Source document

________________

The artist who did my shoulder was a really nice guy, and I liked his portfolio on the website - a lot of naturalistic wildlife pictures were what caught my attention. He had books on outdoor ponds, koi fish, and Ando Hiroshige at his workstation and was chatting with another of the staff about a book of ukiyo-e prints he picked up for cheap at Barnes and Noble.
(Something that's rather baffling about Americans - tattoos of Japanese- and Chinese-style images are popular with them, even though in those cultures, tattoos have strong negative [i.e. criminal] associations. The most baffling are those idiots who get Chinese words written on them even though they're totally illiterate, and apparently have never thought of searching for the abundant Chinese dictionaries available online, often with disastrous results (see Hanzismatter.com for some prime examples). )

________________

Data in this exercise
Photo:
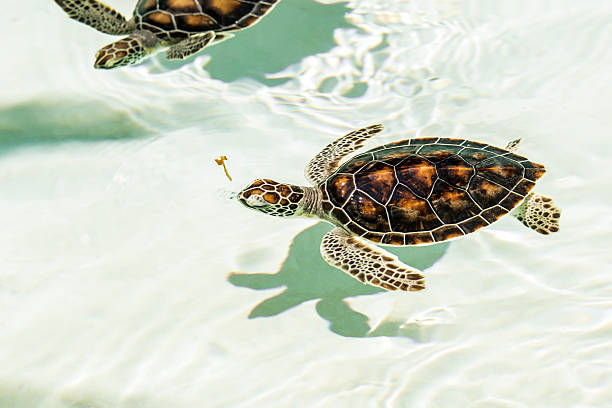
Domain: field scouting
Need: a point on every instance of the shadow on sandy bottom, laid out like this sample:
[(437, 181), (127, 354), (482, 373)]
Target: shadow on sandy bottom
[(293, 30), (306, 276), (40, 122)]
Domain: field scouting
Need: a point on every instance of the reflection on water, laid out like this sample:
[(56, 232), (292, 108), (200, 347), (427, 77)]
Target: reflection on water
[(307, 276), (50, 121), (298, 28)]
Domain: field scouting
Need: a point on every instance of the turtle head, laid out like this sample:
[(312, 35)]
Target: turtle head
[(270, 197), (127, 51)]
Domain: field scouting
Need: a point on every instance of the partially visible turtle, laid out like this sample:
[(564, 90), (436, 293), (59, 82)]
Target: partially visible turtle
[(411, 192), (186, 26)]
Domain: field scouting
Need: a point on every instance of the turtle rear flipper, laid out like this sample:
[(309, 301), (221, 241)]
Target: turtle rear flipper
[(97, 15), (368, 263), (538, 213)]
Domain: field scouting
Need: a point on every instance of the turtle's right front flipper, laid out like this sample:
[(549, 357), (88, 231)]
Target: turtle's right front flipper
[(368, 263), (97, 15)]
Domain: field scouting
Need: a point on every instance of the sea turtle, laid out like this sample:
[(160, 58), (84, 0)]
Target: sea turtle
[(186, 26), (411, 192)]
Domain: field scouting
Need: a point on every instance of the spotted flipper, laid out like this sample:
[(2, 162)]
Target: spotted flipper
[(368, 263), (538, 213), (190, 45), (327, 160), (97, 15)]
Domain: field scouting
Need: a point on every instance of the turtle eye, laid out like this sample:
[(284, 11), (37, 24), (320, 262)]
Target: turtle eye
[(255, 200)]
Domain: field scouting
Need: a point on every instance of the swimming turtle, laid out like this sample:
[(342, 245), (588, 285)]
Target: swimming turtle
[(186, 26), (411, 192)]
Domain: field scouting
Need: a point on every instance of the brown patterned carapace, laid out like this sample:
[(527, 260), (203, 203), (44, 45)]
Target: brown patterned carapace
[(177, 19), (426, 190)]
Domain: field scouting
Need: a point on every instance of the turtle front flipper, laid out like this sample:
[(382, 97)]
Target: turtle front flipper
[(538, 213), (97, 15), (368, 263), (327, 160), (190, 45), (126, 51)]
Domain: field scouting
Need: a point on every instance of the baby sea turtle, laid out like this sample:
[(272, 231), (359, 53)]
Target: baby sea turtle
[(411, 192), (186, 26)]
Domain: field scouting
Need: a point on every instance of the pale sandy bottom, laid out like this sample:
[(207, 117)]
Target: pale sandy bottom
[(122, 260)]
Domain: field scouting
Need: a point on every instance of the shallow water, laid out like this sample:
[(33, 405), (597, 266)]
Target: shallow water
[(129, 279)]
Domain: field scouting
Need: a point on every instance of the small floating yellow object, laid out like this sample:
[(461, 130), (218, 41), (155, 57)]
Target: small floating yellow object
[(221, 162)]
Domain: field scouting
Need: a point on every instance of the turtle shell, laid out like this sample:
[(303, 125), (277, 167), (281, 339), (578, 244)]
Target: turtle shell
[(177, 19), (421, 191)]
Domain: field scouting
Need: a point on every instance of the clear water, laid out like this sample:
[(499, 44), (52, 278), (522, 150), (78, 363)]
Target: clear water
[(128, 278)]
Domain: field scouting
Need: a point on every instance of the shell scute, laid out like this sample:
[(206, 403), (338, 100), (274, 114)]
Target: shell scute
[(367, 213), (449, 140), (339, 188), (357, 162), (501, 170), (455, 171), (533, 171), (494, 213), (376, 179), (475, 156), (446, 232), (511, 201), (524, 187), (180, 6), (451, 204), (486, 193), (393, 239), (340, 215), (195, 22), (437, 152), (418, 174), (418, 238), (409, 213), (191, 16), (473, 224), (495, 150), (478, 145)]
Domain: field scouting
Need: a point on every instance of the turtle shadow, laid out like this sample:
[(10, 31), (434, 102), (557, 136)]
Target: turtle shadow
[(293, 30), (306, 276), (53, 121)]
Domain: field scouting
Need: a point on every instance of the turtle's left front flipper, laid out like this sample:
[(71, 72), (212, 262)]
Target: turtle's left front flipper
[(369, 263), (190, 45), (96, 15)]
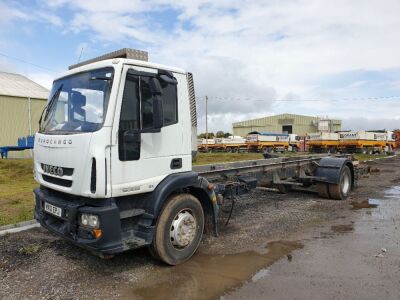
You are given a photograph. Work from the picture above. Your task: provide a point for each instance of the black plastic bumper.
(67, 226)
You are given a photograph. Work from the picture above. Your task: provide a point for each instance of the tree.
(220, 134)
(227, 134)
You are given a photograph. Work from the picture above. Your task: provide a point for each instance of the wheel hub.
(183, 229)
(345, 183)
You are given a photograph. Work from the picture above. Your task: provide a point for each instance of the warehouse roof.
(276, 117)
(19, 86)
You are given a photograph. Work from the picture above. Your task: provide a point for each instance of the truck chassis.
(171, 219)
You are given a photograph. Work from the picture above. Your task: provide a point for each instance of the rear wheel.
(342, 190)
(322, 189)
(284, 188)
(179, 230)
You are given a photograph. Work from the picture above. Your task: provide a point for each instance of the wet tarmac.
(209, 276)
(358, 260)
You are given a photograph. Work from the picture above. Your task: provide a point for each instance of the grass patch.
(16, 186)
(364, 157)
(211, 158)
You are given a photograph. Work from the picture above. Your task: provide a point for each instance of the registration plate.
(54, 210)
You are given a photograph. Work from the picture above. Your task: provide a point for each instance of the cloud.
(240, 51)
(43, 79)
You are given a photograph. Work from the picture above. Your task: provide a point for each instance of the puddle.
(210, 276)
(370, 203)
(393, 192)
(342, 228)
(260, 274)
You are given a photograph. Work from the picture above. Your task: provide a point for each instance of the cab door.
(141, 155)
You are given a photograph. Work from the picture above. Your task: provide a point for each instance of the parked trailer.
(206, 145)
(391, 143)
(127, 181)
(267, 142)
(230, 144)
(320, 142)
(397, 138)
(366, 142)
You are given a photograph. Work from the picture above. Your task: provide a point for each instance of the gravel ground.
(37, 265)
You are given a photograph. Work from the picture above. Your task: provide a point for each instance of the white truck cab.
(116, 129)
(113, 158)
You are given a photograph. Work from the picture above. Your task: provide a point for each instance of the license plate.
(54, 210)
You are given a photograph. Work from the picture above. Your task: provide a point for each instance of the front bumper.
(67, 225)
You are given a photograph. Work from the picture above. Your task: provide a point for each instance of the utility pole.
(206, 123)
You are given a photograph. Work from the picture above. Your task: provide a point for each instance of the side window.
(170, 103)
(129, 120)
(146, 102)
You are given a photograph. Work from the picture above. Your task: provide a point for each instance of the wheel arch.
(191, 183)
(329, 169)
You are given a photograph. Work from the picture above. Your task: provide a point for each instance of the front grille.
(192, 98)
(66, 171)
(58, 181)
(93, 177)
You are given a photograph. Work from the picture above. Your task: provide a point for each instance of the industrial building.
(21, 104)
(287, 123)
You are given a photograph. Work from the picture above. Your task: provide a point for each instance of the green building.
(21, 104)
(287, 123)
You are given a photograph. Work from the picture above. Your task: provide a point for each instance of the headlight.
(90, 220)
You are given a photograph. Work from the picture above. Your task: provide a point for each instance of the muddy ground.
(267, 229)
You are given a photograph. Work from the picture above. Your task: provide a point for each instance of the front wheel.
(179, 230)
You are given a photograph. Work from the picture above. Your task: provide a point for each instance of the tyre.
(179, 230)
(284, 188)
(322, 189)
(342, 190)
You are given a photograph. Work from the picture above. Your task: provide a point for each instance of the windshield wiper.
(49, 105)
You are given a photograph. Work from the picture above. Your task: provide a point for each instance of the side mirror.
(158, 116)
(131, 137)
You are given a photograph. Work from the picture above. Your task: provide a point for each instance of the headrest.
(77, 99)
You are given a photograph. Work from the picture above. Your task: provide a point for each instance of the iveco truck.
(113, 157)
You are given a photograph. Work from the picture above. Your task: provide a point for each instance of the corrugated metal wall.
(300, 124)
(14, 120)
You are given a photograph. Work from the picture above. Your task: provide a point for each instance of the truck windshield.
(78, 103)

________________

Tasks and exercises
[1] Name each subject of the books that the tattoo passage says the artist had at his workstation.
[2] Pull out every line in the entries that contains the string "visible".

Task-by-task answers
[1]
- Outdoor ponds
- Koi fish
- Ando Hiroshige

[2]
Need: a point on every instance of the partially visible turtle, laid out like this sample:
Target: partially visible turtle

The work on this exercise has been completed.